* _SHORT EXERCISE_
Please report how many lines of the material below contain the string "segment". Reply with the number only.
--- START EXCERPTED DATA ---
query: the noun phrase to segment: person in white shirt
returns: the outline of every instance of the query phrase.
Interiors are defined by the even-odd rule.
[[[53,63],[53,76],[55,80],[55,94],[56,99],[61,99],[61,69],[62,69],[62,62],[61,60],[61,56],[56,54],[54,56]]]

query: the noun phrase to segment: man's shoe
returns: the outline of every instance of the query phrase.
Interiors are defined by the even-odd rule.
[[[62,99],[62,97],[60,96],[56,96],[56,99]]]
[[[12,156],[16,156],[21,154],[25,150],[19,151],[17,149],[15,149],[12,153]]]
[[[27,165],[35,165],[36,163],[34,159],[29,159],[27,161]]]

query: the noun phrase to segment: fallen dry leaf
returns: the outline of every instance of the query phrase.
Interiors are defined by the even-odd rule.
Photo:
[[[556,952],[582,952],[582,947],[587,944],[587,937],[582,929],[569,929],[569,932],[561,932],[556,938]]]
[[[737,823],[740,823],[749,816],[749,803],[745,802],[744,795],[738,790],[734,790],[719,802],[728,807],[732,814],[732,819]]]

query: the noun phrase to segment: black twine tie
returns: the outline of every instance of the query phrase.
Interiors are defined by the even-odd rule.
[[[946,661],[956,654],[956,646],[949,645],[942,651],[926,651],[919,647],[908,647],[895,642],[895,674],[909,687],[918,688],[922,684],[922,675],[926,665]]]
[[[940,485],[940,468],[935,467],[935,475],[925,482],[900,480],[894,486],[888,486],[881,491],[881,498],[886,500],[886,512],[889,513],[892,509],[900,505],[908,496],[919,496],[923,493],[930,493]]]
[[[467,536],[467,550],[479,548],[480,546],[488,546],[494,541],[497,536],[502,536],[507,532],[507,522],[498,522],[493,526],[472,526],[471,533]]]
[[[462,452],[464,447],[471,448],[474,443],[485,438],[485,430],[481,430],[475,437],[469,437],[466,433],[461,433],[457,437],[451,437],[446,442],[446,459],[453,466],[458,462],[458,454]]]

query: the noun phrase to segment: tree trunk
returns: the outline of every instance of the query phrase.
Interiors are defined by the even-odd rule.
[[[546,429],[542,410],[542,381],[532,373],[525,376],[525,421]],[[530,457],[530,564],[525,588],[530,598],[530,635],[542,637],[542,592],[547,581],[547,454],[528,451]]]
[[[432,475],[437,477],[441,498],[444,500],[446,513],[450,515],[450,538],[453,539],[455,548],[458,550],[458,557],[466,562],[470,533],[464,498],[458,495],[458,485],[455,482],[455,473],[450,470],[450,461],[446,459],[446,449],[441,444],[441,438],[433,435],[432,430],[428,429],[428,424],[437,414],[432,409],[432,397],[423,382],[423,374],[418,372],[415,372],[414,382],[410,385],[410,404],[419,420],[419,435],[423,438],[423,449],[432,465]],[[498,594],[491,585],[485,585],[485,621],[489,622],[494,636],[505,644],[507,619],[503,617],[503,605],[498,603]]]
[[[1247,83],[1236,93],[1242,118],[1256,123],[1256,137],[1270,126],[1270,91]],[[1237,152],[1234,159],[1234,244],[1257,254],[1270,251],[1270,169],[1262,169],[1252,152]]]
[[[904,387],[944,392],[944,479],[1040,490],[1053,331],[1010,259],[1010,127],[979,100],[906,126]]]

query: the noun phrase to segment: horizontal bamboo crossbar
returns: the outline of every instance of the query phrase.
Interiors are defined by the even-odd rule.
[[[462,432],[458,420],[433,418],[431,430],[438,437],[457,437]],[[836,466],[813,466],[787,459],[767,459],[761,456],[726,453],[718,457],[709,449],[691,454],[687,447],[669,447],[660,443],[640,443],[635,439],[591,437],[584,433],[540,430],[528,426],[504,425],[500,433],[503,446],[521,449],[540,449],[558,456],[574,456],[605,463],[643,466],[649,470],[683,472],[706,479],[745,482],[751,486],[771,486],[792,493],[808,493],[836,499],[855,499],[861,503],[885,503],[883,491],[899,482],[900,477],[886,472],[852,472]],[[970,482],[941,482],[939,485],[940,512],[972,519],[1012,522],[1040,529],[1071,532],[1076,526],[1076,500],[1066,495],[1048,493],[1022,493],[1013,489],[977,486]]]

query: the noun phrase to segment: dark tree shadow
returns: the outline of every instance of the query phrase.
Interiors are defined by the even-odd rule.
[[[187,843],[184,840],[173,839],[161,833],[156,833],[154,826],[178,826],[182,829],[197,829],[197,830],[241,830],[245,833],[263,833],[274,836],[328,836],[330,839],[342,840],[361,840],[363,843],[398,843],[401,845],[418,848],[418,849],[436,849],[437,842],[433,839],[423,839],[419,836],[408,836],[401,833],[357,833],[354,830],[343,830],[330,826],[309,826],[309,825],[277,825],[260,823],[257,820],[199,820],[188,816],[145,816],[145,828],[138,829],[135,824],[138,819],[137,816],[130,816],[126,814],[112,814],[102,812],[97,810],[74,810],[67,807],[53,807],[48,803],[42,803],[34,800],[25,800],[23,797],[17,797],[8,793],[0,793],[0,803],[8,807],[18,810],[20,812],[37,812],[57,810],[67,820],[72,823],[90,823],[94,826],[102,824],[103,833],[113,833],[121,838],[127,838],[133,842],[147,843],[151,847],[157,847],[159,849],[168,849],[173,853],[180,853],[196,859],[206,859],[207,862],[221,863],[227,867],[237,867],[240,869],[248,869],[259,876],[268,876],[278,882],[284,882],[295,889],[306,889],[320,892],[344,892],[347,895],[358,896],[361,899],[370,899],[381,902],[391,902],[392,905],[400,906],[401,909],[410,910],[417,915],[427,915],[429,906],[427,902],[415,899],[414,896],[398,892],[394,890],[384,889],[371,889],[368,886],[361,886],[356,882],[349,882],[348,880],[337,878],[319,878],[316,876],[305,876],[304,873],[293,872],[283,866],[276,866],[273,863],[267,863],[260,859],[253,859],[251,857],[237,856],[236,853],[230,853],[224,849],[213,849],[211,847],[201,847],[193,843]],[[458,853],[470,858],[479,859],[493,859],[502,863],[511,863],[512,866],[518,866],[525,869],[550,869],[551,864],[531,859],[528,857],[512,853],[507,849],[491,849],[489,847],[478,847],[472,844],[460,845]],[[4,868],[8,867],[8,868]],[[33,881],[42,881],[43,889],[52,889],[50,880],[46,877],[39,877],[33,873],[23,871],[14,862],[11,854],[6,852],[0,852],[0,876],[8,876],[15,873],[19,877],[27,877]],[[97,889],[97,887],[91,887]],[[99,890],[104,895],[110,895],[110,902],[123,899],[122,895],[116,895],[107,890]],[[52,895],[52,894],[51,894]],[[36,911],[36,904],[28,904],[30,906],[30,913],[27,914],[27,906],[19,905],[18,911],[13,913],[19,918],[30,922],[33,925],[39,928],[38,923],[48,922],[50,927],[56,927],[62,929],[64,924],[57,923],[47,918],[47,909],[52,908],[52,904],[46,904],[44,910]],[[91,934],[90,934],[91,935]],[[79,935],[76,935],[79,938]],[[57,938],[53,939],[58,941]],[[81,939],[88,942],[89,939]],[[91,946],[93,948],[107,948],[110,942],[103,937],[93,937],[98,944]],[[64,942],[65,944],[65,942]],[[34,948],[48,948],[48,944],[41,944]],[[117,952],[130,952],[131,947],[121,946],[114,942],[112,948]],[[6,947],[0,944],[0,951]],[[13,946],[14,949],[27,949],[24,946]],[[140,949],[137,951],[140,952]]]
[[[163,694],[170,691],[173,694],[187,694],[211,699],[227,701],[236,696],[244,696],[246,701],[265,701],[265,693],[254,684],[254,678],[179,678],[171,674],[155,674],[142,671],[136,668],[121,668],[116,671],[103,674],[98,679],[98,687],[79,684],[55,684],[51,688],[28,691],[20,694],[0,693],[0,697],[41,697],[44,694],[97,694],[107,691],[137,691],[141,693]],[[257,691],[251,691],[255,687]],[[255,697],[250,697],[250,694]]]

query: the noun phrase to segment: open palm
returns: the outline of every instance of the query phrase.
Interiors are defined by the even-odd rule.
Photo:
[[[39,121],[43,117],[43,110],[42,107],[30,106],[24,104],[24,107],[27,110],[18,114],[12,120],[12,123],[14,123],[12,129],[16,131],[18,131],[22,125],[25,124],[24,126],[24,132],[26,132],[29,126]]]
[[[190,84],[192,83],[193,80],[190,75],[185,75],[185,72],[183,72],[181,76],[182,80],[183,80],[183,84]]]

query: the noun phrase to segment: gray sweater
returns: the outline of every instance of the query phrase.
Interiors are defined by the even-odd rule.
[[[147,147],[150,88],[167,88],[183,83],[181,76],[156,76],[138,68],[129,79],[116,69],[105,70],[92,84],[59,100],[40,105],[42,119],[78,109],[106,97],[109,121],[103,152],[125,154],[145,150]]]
--- END EXCERPTED DATA ---
* _ANSWER TO THE EXERCISE_
9